* _TASK GOAL_: Transcribe, word for word and without additions, each line below from the one containing "Could you put a marker on the ski slope" through the one containing "Target: skier in dark jacket", both ends included.

* _DATASET CONTENT_:
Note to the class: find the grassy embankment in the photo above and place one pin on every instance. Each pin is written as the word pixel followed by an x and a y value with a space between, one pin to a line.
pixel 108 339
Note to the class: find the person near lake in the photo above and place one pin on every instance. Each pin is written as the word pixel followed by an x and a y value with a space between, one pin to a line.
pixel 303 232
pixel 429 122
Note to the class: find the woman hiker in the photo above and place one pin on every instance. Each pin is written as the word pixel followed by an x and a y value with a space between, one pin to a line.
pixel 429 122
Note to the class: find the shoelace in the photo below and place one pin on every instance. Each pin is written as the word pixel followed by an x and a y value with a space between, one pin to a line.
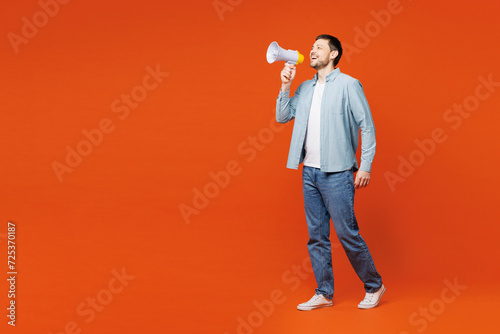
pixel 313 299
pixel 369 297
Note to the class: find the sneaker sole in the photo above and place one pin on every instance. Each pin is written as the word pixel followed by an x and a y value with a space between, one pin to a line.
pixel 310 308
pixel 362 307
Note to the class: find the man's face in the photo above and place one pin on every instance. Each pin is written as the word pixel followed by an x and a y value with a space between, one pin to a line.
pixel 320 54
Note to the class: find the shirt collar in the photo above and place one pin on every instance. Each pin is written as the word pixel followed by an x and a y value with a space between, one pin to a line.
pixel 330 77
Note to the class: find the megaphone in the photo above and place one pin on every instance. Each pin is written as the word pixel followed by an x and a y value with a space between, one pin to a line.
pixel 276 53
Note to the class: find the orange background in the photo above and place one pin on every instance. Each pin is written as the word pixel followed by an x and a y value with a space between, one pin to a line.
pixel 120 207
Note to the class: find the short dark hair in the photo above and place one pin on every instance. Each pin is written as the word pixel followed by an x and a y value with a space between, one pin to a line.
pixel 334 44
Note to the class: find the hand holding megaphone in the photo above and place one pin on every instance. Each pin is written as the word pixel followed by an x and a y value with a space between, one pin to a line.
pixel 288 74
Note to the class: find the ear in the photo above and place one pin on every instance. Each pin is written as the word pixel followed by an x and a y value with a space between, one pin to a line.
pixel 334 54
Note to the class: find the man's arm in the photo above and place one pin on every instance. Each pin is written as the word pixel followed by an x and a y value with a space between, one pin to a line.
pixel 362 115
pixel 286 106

* * *

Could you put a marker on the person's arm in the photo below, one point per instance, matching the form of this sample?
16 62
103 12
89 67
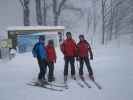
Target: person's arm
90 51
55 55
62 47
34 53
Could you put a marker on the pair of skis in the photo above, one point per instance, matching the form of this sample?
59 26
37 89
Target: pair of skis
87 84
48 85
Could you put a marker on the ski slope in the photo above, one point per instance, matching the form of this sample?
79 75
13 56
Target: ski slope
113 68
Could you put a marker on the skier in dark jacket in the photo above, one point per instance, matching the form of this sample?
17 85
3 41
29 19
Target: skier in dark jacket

* _YOUR SOLUTION_:
Could you put a marker on the ski slope in the photo above, one point per instance, matching the form of this sample?
79 75
13 56
Target: ski slope
113 68
Could you put a marker on the skier in dark jacket in the photo above, one point per instance, matching the form of this sample?
17 85
3 41
29 19
Target: skier in dark jacket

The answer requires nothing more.